What you should do> Starting at the line that contains "wanted | a marker on every instance of the windshield", copy each line through the final one exactly as written.

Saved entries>
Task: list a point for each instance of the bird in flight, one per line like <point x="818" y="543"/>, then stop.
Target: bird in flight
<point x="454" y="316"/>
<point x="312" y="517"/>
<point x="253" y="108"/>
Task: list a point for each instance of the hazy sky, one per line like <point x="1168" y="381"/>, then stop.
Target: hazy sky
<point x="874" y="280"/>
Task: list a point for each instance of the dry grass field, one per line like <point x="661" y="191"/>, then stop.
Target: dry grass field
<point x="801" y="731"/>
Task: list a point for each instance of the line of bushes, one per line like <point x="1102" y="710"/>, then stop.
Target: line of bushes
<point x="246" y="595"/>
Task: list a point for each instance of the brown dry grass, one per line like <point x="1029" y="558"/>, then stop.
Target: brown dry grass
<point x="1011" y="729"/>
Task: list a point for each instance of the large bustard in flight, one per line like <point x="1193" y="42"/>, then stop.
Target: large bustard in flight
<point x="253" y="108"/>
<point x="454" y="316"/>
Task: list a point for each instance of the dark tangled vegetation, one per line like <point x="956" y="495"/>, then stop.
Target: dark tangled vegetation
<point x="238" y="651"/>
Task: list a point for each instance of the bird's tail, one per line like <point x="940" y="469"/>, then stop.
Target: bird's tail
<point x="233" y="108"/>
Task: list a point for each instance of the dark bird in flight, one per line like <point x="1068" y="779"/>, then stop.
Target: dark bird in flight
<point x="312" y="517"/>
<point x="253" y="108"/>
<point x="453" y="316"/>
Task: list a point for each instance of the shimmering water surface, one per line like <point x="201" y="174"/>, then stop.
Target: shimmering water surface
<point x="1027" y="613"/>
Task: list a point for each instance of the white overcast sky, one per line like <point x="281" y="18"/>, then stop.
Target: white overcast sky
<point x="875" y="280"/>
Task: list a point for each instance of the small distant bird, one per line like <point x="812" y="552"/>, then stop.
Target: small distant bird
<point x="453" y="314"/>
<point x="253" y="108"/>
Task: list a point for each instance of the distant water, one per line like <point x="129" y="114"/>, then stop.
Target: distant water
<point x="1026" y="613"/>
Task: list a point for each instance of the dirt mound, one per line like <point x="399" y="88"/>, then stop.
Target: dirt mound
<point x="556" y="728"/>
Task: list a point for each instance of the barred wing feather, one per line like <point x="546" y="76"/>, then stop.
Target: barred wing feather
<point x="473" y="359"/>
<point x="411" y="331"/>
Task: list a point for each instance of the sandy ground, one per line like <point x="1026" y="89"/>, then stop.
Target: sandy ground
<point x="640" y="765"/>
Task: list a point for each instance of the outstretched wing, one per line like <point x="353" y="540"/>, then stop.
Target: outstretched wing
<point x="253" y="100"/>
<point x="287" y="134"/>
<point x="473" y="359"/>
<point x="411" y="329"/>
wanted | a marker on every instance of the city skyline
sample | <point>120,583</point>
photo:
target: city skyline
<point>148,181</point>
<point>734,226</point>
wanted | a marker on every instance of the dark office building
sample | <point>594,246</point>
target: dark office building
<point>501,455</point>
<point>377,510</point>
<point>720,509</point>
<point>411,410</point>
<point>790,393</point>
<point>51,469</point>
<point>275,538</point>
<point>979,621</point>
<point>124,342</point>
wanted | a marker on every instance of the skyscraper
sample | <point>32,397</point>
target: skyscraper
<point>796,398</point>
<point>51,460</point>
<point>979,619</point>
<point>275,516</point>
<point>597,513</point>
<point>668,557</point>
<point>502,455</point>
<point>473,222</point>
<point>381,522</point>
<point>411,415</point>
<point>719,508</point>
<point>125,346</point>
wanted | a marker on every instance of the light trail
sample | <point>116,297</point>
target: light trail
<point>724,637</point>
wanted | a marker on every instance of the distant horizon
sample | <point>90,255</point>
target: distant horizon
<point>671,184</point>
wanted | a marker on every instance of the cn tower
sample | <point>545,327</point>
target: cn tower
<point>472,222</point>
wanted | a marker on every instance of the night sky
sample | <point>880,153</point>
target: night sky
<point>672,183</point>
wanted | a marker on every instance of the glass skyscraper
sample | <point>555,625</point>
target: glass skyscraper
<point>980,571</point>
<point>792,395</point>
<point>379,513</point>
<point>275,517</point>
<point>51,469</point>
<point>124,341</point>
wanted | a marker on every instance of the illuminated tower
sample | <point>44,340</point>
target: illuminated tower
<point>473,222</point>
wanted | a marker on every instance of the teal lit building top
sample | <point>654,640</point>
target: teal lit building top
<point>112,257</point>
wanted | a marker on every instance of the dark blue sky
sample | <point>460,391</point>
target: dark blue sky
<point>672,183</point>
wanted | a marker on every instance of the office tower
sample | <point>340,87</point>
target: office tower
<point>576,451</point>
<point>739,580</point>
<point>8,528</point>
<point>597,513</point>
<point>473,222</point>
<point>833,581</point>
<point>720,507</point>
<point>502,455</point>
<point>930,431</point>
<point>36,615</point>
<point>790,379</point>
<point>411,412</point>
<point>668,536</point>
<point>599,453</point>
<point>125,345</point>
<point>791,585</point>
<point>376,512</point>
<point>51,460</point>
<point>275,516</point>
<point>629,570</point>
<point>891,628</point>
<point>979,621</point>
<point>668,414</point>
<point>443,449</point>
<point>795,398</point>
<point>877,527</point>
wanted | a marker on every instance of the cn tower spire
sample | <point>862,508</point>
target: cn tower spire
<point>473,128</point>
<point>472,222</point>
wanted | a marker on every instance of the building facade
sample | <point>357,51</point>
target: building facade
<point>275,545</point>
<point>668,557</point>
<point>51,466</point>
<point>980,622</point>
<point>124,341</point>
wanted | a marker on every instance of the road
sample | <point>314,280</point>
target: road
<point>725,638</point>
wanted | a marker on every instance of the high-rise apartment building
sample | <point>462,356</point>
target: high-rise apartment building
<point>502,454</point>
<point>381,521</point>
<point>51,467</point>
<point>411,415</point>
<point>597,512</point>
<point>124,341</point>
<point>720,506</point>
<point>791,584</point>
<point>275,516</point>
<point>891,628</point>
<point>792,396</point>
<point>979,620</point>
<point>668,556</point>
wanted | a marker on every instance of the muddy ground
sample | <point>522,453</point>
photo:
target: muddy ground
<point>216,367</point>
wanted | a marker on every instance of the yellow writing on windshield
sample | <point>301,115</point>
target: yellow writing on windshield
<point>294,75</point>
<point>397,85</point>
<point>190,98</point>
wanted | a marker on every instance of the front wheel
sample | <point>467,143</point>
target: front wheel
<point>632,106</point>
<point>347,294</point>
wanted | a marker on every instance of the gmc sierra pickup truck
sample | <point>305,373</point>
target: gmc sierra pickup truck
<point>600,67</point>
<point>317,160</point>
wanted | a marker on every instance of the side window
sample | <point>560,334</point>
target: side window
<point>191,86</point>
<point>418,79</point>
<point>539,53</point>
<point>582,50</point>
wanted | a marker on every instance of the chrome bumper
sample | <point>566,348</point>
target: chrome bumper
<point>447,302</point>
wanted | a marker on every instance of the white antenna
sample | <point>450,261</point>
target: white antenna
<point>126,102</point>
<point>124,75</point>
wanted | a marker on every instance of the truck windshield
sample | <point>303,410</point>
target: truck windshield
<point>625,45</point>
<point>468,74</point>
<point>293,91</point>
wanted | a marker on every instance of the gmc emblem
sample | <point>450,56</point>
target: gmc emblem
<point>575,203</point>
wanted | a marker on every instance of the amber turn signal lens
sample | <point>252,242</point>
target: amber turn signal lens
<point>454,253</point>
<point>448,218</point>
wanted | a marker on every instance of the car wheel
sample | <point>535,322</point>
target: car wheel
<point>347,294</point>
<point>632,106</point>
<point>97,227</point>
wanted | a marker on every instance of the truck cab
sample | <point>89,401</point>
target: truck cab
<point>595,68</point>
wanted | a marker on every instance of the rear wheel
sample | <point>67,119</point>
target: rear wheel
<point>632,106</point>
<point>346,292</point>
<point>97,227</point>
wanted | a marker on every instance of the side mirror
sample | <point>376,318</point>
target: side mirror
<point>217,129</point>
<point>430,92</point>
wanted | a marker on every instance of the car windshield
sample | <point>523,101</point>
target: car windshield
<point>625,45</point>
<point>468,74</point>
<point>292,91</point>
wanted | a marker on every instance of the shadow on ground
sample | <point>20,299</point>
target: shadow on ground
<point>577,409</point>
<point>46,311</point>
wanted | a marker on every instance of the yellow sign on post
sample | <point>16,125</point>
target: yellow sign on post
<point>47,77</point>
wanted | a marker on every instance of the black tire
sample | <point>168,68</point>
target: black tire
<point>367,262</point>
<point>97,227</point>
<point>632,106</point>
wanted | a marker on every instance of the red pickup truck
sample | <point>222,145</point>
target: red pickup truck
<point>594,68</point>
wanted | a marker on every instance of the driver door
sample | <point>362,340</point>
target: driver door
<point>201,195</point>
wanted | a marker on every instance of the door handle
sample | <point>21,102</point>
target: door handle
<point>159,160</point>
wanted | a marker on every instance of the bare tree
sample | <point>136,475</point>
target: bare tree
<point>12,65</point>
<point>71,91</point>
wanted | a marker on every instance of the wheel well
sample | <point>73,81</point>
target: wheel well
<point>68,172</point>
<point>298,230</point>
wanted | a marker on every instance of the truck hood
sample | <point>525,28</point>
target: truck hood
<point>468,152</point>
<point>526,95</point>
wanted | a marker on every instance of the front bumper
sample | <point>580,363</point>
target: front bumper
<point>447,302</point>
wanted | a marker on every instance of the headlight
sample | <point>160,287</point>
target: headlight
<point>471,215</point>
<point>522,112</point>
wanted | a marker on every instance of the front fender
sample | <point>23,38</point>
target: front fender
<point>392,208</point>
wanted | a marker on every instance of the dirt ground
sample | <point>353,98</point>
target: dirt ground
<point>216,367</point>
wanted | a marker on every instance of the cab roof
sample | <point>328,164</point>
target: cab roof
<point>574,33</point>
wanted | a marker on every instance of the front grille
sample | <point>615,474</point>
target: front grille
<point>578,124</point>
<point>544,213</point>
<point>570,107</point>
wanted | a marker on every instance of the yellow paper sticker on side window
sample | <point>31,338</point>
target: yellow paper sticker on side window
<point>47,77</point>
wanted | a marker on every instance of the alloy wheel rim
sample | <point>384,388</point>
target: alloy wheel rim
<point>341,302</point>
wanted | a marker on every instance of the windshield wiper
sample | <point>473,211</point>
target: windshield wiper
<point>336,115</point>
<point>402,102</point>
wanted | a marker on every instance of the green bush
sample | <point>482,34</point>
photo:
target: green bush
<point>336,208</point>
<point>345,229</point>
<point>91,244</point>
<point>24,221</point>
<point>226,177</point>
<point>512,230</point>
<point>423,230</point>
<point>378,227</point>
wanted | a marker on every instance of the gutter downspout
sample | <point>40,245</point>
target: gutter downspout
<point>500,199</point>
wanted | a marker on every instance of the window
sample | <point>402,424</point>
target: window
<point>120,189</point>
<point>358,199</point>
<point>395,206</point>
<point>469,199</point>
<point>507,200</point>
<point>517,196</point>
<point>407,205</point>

Worked solution>
wanted | a marker on every instance of the windshield wiper
sample | <point>473,211</point>
target: windshield wiper
<point>336,115</point>
<point>402,102</point>
wanted | a marker on every instance of the green bush
sample | <point>482,34</point>
photo:
target: green bush
<point>336,208</point>
<point>345,229</point>
<point>91,244</point>
<point>24,221</point>
<point>226,177</point>
<point>512,230</point>
<point>423,230</point>
<point>378,227</point>
wanted | a marker on every instance of the gutter downspout
sample | <point>40,245</point>
target: gutter downspout
<point>500,199</point>
wanted | a marker on every instance of the window
sample | <point>402,424</point>
target: window
<point>120,189</point>
<point>358,199</point>
<point>395,206</point>
<point>469,199</point>
<point>507,200</point>
<point>517,196</point>
<point>407,205</point>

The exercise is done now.